Aim -
Put the entries between the lines holding "Target: window" and "x=69, y=155", inclusive, into a two-column CSV headed request and answer. Give one row per entry, with its text under request and its answer under answer, each field quoted and each line break replaced by a space.

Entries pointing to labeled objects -

+++

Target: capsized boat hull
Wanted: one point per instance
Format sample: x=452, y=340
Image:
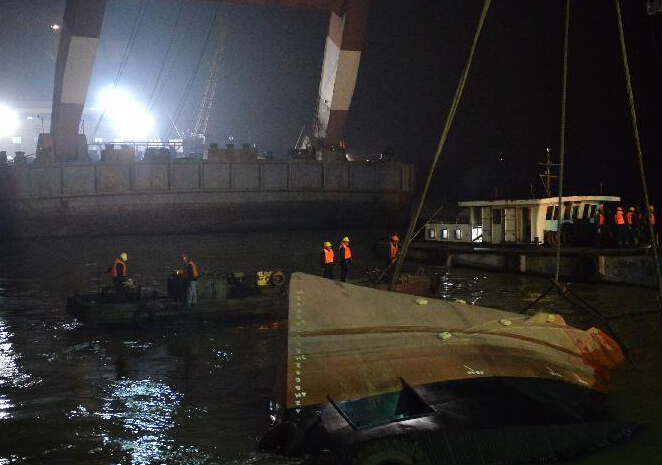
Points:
x=442, y=382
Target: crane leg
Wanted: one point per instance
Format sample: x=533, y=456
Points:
x=79, y=37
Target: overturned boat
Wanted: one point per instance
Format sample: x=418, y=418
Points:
x=375, y=377
x=225, y=297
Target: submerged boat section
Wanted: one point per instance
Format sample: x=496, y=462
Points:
x=374, y=376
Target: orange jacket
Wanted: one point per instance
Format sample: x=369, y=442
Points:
x=345, y=252
x=193, y=274
x=113, y=269
x=394, y=248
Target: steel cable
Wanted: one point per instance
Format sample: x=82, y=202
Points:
x=564, y=93
x=440, y=146
x=637, y=143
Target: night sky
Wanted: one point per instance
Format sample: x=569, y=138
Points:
x=412, y=59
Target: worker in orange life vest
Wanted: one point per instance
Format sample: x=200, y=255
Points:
x=393, y=250
x=621, y=229
x=326, y=260
x=191, y=274
x=345, y=255
x=119, y=272
x=599, y=224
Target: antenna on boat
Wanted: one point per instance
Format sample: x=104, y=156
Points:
x=546, y=176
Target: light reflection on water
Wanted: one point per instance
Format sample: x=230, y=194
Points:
x=199, y=395
x=145, y=409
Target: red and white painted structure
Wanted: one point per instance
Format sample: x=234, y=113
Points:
x=79, y=37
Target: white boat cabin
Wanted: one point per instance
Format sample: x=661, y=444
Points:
x=515, y=221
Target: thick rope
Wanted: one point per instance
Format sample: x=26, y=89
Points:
x=637, y=143
x=440, y=146
x=562, y=144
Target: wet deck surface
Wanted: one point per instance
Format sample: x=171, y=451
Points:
x=200, y=393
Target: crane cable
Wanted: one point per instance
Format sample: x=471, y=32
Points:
x=564, y=94
x=637, y=143
x=189, y=86
x=209, y=94
x=149, y=105
x=440, y=146
x=125, y=57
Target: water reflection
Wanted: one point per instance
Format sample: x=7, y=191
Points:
x=10, y=374
x=145, y=409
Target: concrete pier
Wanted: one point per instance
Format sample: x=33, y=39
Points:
x=199, y=196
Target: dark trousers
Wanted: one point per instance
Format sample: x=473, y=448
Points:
x=621, y=235
x=344, y=267
x=119, y=289
x=328, y=271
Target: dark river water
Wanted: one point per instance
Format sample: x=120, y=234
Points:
x=201, y=393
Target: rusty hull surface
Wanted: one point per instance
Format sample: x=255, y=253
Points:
x=347, y=341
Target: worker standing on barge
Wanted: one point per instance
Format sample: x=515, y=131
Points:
x=326, y=260
x=345, y=254
x=599, y=224
x=393, y=250
x=119, y=271
x=621, y=229
x=191, y=275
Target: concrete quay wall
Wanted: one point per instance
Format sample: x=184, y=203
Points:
x=196, y=196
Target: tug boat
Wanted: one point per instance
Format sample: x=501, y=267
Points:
x=233, y=297
x=377, y=377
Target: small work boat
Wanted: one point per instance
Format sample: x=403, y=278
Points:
x=234, y=297
x=377, y=377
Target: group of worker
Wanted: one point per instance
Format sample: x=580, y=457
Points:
x=328, y=257
x=119, y=272
x=630, y=228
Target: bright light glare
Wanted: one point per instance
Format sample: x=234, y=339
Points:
x=129, y=117
x=8, y=121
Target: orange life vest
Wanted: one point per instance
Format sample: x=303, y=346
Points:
x=194, y=268
x=113, y=269
x=345, y=251
x=393, y=248
x=328, y=256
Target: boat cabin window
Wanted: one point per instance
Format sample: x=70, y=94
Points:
x=478, y=216
x=496, y=216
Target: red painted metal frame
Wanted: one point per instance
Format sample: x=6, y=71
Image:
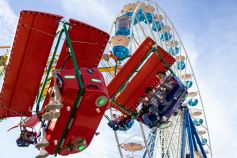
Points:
x=88, y=44
x=130, y=66
x=32, y=44
x=30, y=122
x=86, y=119
x=146, y=77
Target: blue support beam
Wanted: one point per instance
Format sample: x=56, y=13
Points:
x=183, y=137
x=193, y=129
x=190, y=140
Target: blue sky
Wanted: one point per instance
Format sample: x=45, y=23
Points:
x=208, y=30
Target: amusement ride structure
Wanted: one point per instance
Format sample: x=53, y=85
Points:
x=139, y=78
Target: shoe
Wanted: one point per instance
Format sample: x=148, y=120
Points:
x=42, y=143
x=43, y=154
x=153, y=129
x=50, y=115
x=54, y=105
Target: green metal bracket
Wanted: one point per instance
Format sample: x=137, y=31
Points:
x=48, y=71
x=81, y=86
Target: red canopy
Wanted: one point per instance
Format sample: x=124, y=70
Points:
x=145, y=77
x=32, y=44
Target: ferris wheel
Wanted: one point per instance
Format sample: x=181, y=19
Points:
x=135, y=23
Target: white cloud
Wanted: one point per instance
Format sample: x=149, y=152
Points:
x=98, y=13
x=7, y=23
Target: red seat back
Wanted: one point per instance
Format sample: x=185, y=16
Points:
x=130, y=66
x=146, y=77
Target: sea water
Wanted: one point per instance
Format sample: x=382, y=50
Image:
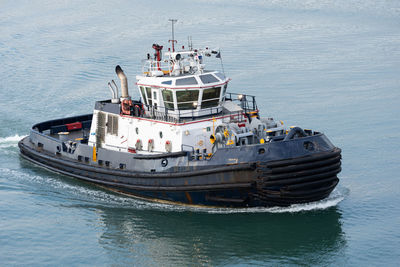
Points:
x=332, y=66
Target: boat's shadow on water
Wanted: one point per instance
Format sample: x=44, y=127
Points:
x=155, y=234
x=201, y=238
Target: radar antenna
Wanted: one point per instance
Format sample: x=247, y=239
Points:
x=173, y=41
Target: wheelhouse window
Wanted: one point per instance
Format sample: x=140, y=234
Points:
x=186, y=99
x=168, y=99
x=148, y=94
x=186, y=81
x=211, y=97
x=220, y=75
x=143, y=92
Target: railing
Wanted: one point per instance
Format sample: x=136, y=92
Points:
x=246, y=102
x=178, y=116
x=149, y=66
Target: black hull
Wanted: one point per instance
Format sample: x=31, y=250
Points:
x=273, y=183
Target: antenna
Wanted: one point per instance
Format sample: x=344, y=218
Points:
x=190, y=43
x=173, y=21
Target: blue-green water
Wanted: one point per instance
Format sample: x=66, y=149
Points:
x=329, y=66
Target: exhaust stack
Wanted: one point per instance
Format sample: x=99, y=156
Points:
x=124, y=82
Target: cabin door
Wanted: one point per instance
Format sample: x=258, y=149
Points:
x=156, y=98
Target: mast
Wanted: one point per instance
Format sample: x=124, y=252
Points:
x=173, y=41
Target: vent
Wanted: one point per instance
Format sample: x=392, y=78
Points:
x=112, y=124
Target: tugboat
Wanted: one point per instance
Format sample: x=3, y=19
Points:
x=187, y=141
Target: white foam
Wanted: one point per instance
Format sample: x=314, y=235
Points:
x=11, y=139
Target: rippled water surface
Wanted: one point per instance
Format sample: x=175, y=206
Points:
x=333, y=67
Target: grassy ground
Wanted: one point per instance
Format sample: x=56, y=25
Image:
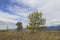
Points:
x=28, y=35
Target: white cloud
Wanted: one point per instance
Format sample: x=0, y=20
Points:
x=8, y=17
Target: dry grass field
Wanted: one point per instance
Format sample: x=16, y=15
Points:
x=27, y=35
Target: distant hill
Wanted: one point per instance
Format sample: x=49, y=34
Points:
x=53, y=27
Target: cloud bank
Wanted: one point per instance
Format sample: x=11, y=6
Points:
x=17, y=10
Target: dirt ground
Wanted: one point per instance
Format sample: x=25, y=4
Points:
x=28, y=35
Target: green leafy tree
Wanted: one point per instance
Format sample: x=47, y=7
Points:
x=36, y=19
x=19, y=25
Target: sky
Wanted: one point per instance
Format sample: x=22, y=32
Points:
x=18, y=10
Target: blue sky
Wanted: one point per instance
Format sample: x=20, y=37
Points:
x=17, y=10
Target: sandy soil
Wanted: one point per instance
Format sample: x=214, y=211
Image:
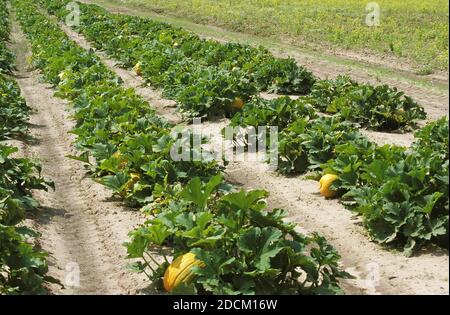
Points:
x=81, y=226
x=391, y=272
x=435, y=102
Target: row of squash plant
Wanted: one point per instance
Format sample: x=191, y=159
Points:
x=222, y=240
x=209, y=78
x=401, y=193
x=23, y=267
x=411, y=213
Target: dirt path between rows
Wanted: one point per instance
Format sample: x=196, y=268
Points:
x=436, y=102
x=424, y=274
x=80, y=226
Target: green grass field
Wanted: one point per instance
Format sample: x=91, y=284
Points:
x=411, y=29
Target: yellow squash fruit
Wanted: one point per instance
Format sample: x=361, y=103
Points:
x=130, y=184
x=180, y=271
x=238, y=103
x=325, y=183
x=138, y=69
x=122, y=161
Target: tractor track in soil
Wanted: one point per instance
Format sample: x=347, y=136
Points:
x=426, y=273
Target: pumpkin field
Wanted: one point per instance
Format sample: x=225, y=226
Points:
x=334, y=183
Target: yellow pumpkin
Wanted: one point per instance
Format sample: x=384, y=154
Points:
x=325, y=183
x=138, y=69
x=238, y=103
x=180, y=271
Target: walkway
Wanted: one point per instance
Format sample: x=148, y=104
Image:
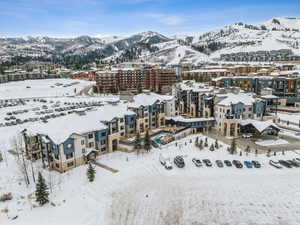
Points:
x=104, y=167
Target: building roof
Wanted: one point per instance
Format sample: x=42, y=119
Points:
x=189, y=120
x=59, y=129
x=148, y=98
x=259, y=125
x=245, y=98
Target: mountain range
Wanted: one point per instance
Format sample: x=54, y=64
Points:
x=274, y=34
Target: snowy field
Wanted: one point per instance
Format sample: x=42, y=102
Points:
x=42, y=88
x=144, y=193
x=272, y=142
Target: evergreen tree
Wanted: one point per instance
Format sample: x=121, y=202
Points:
x=232, y=147
x=147, y=142
x=41, y=192
x=137, y=141
x=201, y=144
x=216, y=144
x=247, y=150
x=91, y=172
x=205, y=143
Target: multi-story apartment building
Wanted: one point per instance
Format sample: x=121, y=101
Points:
x=66, y=142
x=231, y=109
x=204, y=75
x=282, y=86
x=18, y=75
x=135, y=80
x=195, y=99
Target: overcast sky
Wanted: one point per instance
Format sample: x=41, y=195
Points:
x=69, y=18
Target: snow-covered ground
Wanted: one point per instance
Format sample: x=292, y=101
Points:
x=42, y=88
x=144, y=193
x=272, y=142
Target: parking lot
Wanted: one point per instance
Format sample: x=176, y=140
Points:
x=204, y=194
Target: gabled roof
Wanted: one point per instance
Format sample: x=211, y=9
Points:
x=259, y=125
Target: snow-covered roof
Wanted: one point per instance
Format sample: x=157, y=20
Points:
x=245, y=98
x=189, y=120
x=207, y=71
x=59, y=129
x=148, y=99
x=270, y=96
x=259, y=125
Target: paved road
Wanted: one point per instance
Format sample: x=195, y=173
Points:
x=294, y=144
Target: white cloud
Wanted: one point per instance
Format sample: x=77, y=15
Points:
x=167, y=19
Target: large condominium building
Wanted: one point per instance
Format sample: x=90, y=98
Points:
x=67, y=142
x=282, y=86
x=195, y=99
x=231, y=109
x=135, y=80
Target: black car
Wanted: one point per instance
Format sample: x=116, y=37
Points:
x=227, y=163
x=179, y=162
x=237, y=164
x=197, y=162
x=285, y=163
x=207, y=162
x=293, y=163
x=256, y=164
x=219, y=163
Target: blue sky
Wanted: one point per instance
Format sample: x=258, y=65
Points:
x=68, y=18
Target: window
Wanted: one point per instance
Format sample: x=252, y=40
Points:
x=70, y=164
x=69, y=155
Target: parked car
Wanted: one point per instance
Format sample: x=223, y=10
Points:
x=285, y=163
x=248, y=164
x=293, y=163
x=275, y=164
x=207, y=162
x=154, y=144
x=256, y=164
x=219, y=163
x=227, y=163
x=165, y=161
x=237, y=164
x=197, y=162
x=179, y=162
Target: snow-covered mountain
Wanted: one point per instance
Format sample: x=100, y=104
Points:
x=239, y=41
x=274, y=34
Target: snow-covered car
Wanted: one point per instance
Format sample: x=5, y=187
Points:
x=219, y=163
x=285, y=163
x=256, y=164
x=227, y=163
x=168, y=164
x=248, y=164
x=179, y=162
x=207, y=162
x=275, y=164
x=246, y=135
x=197, y=162
x=165, y=161
x=237, y=164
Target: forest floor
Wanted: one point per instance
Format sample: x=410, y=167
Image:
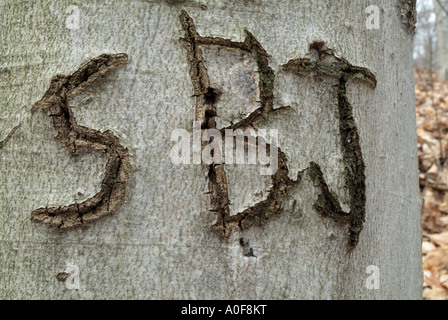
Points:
x=432, y=139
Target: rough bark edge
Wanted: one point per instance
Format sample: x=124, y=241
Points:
x=206, y=98
x=56, y=101
x=328, y=64
x=408, y=14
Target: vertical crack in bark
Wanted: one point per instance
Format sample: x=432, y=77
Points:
x=327, y=204
x=56, y=101
x=206, y=113
x=10, y=134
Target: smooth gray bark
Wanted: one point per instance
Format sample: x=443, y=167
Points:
x=158, y=243
x=442, y=38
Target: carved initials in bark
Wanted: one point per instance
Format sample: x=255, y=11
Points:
x=56, y=102
x=326, y=64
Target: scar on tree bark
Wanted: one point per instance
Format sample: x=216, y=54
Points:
x=326, y=64
x=56, y=102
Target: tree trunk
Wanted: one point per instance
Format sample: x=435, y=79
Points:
x=440, y=8
x=104, y=202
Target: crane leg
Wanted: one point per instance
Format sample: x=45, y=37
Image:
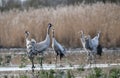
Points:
x=31, y=59
x=41, y=61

+++

Task result -
request,answer
"Target: window Wanted: one point per instance Format sample: x=252, y=40 Points:","x=70, y=164 x=69, y=155"